> **What you need to do**
Could you replace every "rough mask" in the material below with "coarse mask", keep everything else unchanged, and give it back without the pictures?

> **Data for analysis**
......

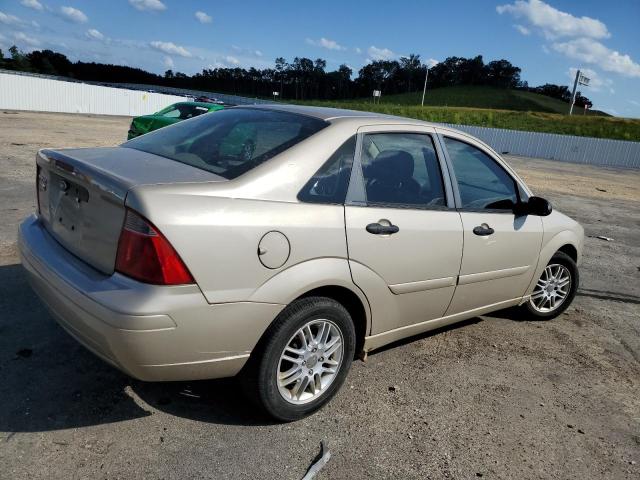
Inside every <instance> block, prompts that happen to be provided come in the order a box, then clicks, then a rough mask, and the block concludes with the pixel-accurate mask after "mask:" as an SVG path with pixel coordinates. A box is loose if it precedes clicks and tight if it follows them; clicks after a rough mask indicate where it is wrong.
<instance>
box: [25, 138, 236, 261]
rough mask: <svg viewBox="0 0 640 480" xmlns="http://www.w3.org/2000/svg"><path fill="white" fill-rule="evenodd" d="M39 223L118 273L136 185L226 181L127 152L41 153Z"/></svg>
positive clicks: (65, 152) (170, 162)
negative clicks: (118, 254) (118, 268)
mask: <svg viewBox="0 0 640 480" xmlns="http://www.w3.org/2000/svg"><path fill="white" fill-rule="evenodd" d="M36 160H37V170H38V173H37V191H38V210H39V217H40V219H41V221H42V223H43V224H44V226H45V228H46V229H47V231H48V232H49V233H50V234H51V235H52V236H53V237H54V238H55V239H56V240H57V241H58V242H59V243H60V244H61V245H62V246H64V247H65V248H66V249H67V250H69V251H70V252H71V253H73V254H74V255H76V256H77V257H79V258H80V259H82V260H84V261H85V262H87V263H88V264H89V265H91V266H93V267H94V268H96V269H97V270H99V271H101V272H103V273H105V274H111V273H113V271H114V265H115V258H116V252H117V248H118V239H119V237H120V231H121V229H122V224H123V221H124V217H125V213H126V212H125V199H126V195H127V192H128V191H129V190H130V189H131V188H133V187H135V186H137V185H149V184H159V183H183V182H189V183H192V182H212V181H223V180H224V178H222V177H220V176H218V175H215V174H213V173H211V172H207V171H205V170H201V169H198V168H195V167H191V166H189V165H186V164H182V163H178V162H176V161H173V160H170V159H168V158H164V157H161V156H158V155H153V154H150V153H146V152H142V151H140V150H134V149H131V148H125V147H113V148H82V149H68V150H55V151H54V150H41V151H40V152H38V155H37V159H36Z"/></svg>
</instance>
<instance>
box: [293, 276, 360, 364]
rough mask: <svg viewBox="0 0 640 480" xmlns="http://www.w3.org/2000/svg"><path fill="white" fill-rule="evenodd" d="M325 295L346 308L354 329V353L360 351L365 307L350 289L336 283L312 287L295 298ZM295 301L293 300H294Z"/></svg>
mask: <svg viewBox="0 0 640 480" xmlns="http://www.w3.org/2000/svg"><path fill="white" fill-rule="evenodd" d="M307 297H326V298H330V299H332V300H335V301H336V302H338V303H339V304H341V305H342V306H343V307H344V308H346V309H347V312H349V315H350V316H351V320H352V321H353V326H354V327H355V330H356V350H355V351H356V355H359V354H360V353H361V352H362V349H363V347H364V338H365V336H366V335H367V332H368V330H367V308H366V307H365V305H364V304H363V303H362V300H361V299H360V297H358V295H356V294H355V293H354V292H353V291H352V290H350V289H348V288H346V287H343V286H338V285H326V286H323V287H318V288H314V289H313V290H309V291H308V292H306V293H305V294H303V295H301V296H300V297H298V298H296V300H298V299H301V298H307ZM294 301H295V300H294Z"/></svg>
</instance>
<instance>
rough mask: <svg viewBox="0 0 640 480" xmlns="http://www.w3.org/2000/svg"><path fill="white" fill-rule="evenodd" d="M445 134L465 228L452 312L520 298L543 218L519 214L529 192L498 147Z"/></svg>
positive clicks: (534, 252) (536, 252) (492, 304)
mask: <svg viewBox="0 0 640 480" xmlns="http://www.w3.org/2000/svg"><path fill="white" fill-rule="evenodd" d="M441 138H442V140H443V144H444V146H445V149H446V153H447V158H448V164H449V170H450V172H451V176H452V186H453V189H454V194H455V196H456V204H457V206H458V209H459V211H460V216H461V218H462V226H463V229H464V253H463V259H462V267H461V269H460V278H459V279H458V288H457V289H456V292H455V296H454V298H453V301H452V302H451V306H450V307H449V309H448V310H447V315H453V314H456V313H460V312H465V311H468V310H473V309H476V308H482V307H486V306H488V305H496V304H499V303H501V302H509V301H513V300H515V299H518V298H520V297H522V296H523V295H524V293H525V291H526V289H527V287H528V285H529V282H530V281H531V279H532V276H533V273H534V271H535V268H536V265H537V261H538V256H539V254H540V246H541V244H542V220H541V218H540V217H538V216H534V215H515V214H514V212H513V206H514V204H515V203H517V202H519V201H521V200H524V199H525V198H524V197H526V195H527V194H526V192H525V190H524V188H523V187H521V186H520V185H519V183H518V181H517V180H516V178H515V176H514V175H513V174H512V172H510V171H509V169H508V168H507V167H506V165H504V164H502V162H501V161H500V160H499V159H498V158H497V156H494V153H493V152H491V151H490V150H488V149H486V148H485V147H484V146H482V145H480V144H479V143H478V142H476V141H475V140H474V139H472V138H470V137H467V136H466V135H462V134H458V133H453V132H445V133H443V136H442V137H441ZM496 306H499V305H496Z"/></svg>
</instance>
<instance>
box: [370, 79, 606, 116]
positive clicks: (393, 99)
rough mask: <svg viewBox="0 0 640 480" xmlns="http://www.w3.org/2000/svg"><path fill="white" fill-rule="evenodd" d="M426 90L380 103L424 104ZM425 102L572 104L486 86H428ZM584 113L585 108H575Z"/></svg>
mask: <svg viewBox="0 0 640 480" xmlns="http://www.w3.org/2000/svg"><path fill="white" fill-rule="evenodd" d="M421 100H422V92H414V93H404V94H399V95H388V96H384V95H383V96H382V97H381V99H380V103H388V104H395V105H420V102H421ZM424 104H425V105H429V106H434V107H467V108H491V109H498V110H516V111H524V112H545V113H560V114H567V113H568V110H569V104H568V103H566V102H563V101H561V100H558V99H556V98H552V97H547V96H546V95H540V94H538V93H532V92H525V91H522V90H509V89H504V88H495V87H485V86H456V87H443V88H436V89H433V90H429V89H427V93H426V95H425V98H424ZM574 112H575V113H576V114H577V115H582V114H583V109H582V108H577V109H575V110H574ZM588 115H605V116H608V115H607V114H606V113H604V112H599V111H589V112H588Z"/></svg>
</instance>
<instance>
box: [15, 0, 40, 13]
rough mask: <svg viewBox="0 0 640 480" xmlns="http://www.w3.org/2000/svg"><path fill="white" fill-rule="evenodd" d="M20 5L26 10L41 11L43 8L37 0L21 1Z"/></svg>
mask: <svg viewBox="0 0 640 480" xmlns="http://www.w3.org/2000/svg"><path fill="white" fill-rule="evenodd" d="M20 3H21V4H22V6H24V7H27V8H33V9H34V10H38V11H40V12H41V11H42V10H44V7H43V6H42V4H41V3H40V2H39V1H38V0H21V1H20Z"/></svg>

......

> **Response to this exercise**
Inside every <instance> block, prompts that happen to be provided come in the order a box, then clicks, then a coarse mask, and the block concludes with the pixel-accurate mask after "mask:" as an SVG path with pixel coordinates. A box is loose if it precedes clicks and tight if it follows them; clicks after a coarse mask indicate where it is wrong.
<instance>
box: [25, 138, 236, 261]
coarse mask: <svg viewBox="0 0 640 480" xmlns="http://www.w3.org/2000/svg"><path fill="white" fill-rule="evenodd" d="M39 223L118 273L136 185L226 181L127 152L41 153Z"/></svg>
positive clicks: (65, 152) (170, 162)
negative clicks: (118, 254) (118, 268)
mask: <svg viewBox="0 0 640 480" xmlns="http://www.w3.org/2000/svg"><path fill="white" fill-rule="evenodd" d="M36 160H37V170H38V173H37V191H38V210H39V217H40V219H41V221H42V223H43V224H44V226H45V228H46V229H47V231H48V232H49V233H50V234H51V235H52V236H53V237H54V238H55V239H56V240H57V241H58V242H59V243H60V244H61V245H62V246H64V247H65V248H66V249H67V250H69V251H70V252H71V253H73V254H74V255H76V256H77V257H79V258H80V259H82V260H84V261H85V262H87V263H88V264H89V265H91V266H93V267H94V268H96V269H97V270H99V271H101V272H103V273H105V274H111V273H113V271H114V265H115V258H116V252H117V248H118V239H119V237H120V231H121V229H122V224H123V221H124V217H125V213H126V212H125V199H126V195H127V192H128V191H129V190H130V189H131V188H133V187H135V186H137V185H149V184H159V183H183V182H189V183H192V182H212V181H223V180H224V178H222V177H220V176H218V175H215V174H213V173H211V172H207V171H205V170H201V169H198V168H195V167H191V166H189V165H186V164H182V163H178V162H176V161H173V160H170V159H168V158H164V157H161V156H158V155H153V154H150V153H146V152H142V151H140V150H134V149H131V148H125V147H113V148H82V149H68V150H55V151H54V150H41V151H40V152H38V155H37V159H36Z"/></svg>
</instance>
<instance>
box: [293, 276, 360, 364]
coarse mask: <svg viewBox="0 0 640 480" xmlns="http://www.w3.org/2000/svg"><path fill="white" fill-rule="evenodd" d="M325 295L346 308L354 329V353L360 351L365 307L350 289L336 283L312 287L295 298ZM295 301L293 300H294Z"/></svg>
mask: <svg viewBox="0 0 640 480" xmlns="http://www.w3.org/2000/svg"><path fill="white" fill-rule="evenodd" d="M307 297H326V298H330V299H332V300H335V301H336V302H338V303H339V304H341V305H342V306H343V307H344V308H346V309H347V312H349V315H350V316H351V320H352V321H353V326H354V327H355V330H356V350H355V351H356V355H359V354H360V353H361V352H362V349H363V347H364V338H365V336H366V335H367V332H368V330H367V308H366V307H365V305H364V304H363V303H362V300H361V299H360V297H358V295H356V294H355V293H354V292H353V291H352V290H350V289H348V288H346V287H343V286H338V285H326V286H323V287H318V288H314V289H313V290H309V291H308V292H306V293H305V294H303V295H301V296H300V297H298V298H296V300H298V299H301V298H307ZM294 301H295V300H294Z"/></svg>
</instance>
<instance>
coarse mask: <svg viewBox="0 0 640 480" xmlns="http://www.w3.org/2000/svg"><path fill="white" fill-rule="evenodd" d="M445 134L465 228L452 312L520 298L543 218L519 214L529 192L498 147Z"/></svg>
positive clicks: (534, 252) (536, 252) (492, 304)
mask: <svg viewBox="0 0 640 480" xmlns="http://www.w3.org/2000/svg"><path fill="white" fill-rule="evenodd" d="M441 138H442V140H443V144H444V146H445V149H446V153H447V158H448V164H449V170H450V172H451V176H452V186H453V189H454V194H455V196H456V204H457V206H458V209H459V211H460V216H461V218H462V226H463V229H464V253H463V259H462V267H461V269H460V278H459V279H458V288H457V289H456V292H455V296H454V298H453V301H452V302H451V306H450V307H449V309H448V310H447V315H453V314H456V313H460V312H465V311H468V310H473V309H476V308H482V307H486V306H488V305H496V304H499V303H501V302H509V301H513V300H515V299H518V298H520V297H522V296H523V295H524V293H525V291H526V289H527V287H528V285H529V282H530V281H531V279H532V276H533V273H534V271H535V268H536V265H537V261H538V256H539V254H540V246H541V244H542V220H541V218H540V217H538V216H534V215H515V214H514V212H513V206H514V204H515V203H517V202H519V201H521V200H524V199H525V198H524V197H526V195H527V194H526V192H525V190H524V188H523V187H521V186H520V185H519V183H518V181H517V180H516V178H515V176H514V175H513V174H512V172H510V171H509V169H508V168H507V167H506V165H504V164H502V162H501V161H500V160H499V159H498V158H497V156H494V153H493V152H491V151H490V150H488V149H486V148H485V147H484V146H482V145H480V144H479V143H478V142H476V141H475V140H474V139H472V138H470V137H467V136H466V135H462V134H458V133H453V132H445V133H443V136H442V137H441ZM496 306H499V305H496Z"/></svg>
</instance>
<instance>
box: [370, 79, 606, 116]
positive clicks: (393, 99)
coarse mask: <svg viewBox="0 0 640 480" xmlns="http://www.w3.org/2000/svg"><path fill="white" fill-rule="evenodd" d="M426 90L380 103L424 104ZM425 102L572 104L486 86H428ZM584 113L585 108H575Z"/></svg>
mask: <svg viewBox="0 0 640 480" xmlns="http://www.w3.org/2000/svg"><path fill="white" fill-rule="evenodd" d="M421 100H422V92H414V93H404V94H399V95H388V96H384V95H383V96H382V97H381V99H380V103H388V104H395V105H420V102H421ZM424 104H425V105H429V106H434V107H467V108H491V109H498V110H516V111H524V112H545V113H560V114H567V113H568V110H569V104H568V103H566V102H563V101H561V100H558V99H556V98H552V97H547V96H546V95H540V94H538V93H532V92H525V91H522V90H509V89H504V88H495V87H485V86H456V87H443V88H436V89H433V90H429V89H427V93H426V95H425V98H424ZM574 112H575V113H576V114H577V115H582V114H583V109H582V108H577V109H575V110H574ZM588 115H605V116H608V115H607V114H606V113H604V112H599V111H589V112H588Z"/></svg>
</instance>
<instance>
box: [15, 0, 40, 13]
coarse mask: <svg viewBox="0 0 640 480" xmlns="http://www.w3.org/2000/svg"><path fill="white" fill-rule="evenodd" d="M20 5L26 10L41 11L43 8L37 0L21 1Z"/></svg>
mask: <svg viewBox="0 0 640 480" xmlns="http://www.w3.org/2000/svg"><path fill="white" fill-rule="evenodd" d="M20 3H21V4H22V6H24V7H27V8H33V9H34V10H38V11H40V12H41V11H42V10H44V7H43V6H42V4H41V3H40V2H39V1H38V0H21V1H20Z"/></svg>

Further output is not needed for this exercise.